Aim ::
Count the lines below that contain the string "pink" and give only the number.

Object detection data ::
★ ★ ★ ★

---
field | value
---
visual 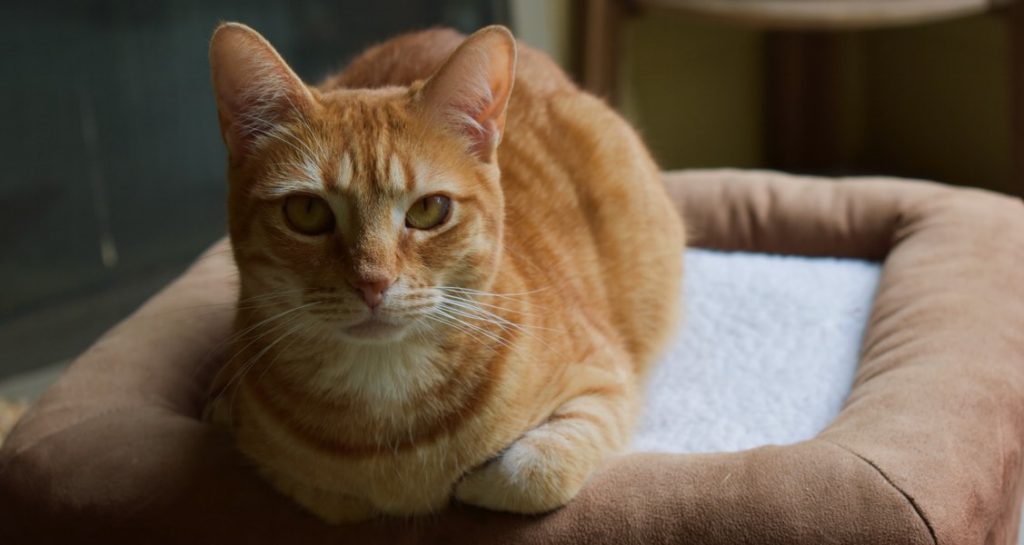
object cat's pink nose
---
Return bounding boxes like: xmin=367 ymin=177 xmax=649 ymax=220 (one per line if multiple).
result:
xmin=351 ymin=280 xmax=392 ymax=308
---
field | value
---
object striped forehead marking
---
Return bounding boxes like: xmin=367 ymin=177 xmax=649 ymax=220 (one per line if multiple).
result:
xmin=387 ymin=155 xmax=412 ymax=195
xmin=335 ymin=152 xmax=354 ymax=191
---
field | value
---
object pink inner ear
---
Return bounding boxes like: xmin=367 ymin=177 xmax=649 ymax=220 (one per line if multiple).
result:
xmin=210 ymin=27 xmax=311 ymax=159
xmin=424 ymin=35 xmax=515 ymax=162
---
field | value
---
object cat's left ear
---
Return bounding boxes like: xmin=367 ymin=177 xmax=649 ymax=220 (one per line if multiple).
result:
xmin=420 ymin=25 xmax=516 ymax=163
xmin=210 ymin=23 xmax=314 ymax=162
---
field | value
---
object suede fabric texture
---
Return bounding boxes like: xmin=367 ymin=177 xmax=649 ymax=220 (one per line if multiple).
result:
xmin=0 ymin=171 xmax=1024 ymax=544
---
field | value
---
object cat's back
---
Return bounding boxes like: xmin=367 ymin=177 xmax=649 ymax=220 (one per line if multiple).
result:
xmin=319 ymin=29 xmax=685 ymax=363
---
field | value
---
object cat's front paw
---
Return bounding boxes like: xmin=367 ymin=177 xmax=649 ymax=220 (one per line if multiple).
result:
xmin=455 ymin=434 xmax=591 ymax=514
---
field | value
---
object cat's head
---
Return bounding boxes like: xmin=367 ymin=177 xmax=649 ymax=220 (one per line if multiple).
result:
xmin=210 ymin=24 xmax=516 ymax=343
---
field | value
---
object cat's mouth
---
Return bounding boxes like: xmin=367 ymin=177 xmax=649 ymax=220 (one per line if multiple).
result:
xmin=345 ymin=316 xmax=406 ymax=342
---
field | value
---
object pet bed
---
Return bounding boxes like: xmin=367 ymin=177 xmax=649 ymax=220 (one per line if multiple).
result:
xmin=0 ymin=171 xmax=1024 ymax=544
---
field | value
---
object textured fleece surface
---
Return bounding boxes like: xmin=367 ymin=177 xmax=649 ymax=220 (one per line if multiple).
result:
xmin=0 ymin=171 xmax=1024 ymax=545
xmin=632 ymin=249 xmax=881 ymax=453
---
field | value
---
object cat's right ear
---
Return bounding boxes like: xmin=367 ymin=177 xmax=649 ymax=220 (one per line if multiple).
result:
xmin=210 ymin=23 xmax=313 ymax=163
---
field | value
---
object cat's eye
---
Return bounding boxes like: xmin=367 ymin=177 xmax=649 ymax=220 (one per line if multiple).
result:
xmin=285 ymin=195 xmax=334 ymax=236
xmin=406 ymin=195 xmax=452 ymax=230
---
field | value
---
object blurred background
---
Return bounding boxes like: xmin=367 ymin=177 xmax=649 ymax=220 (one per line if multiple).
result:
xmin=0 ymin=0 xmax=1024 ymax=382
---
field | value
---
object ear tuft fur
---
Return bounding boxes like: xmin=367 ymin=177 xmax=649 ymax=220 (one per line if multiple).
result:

★ ★ ★ ★

The result ::
2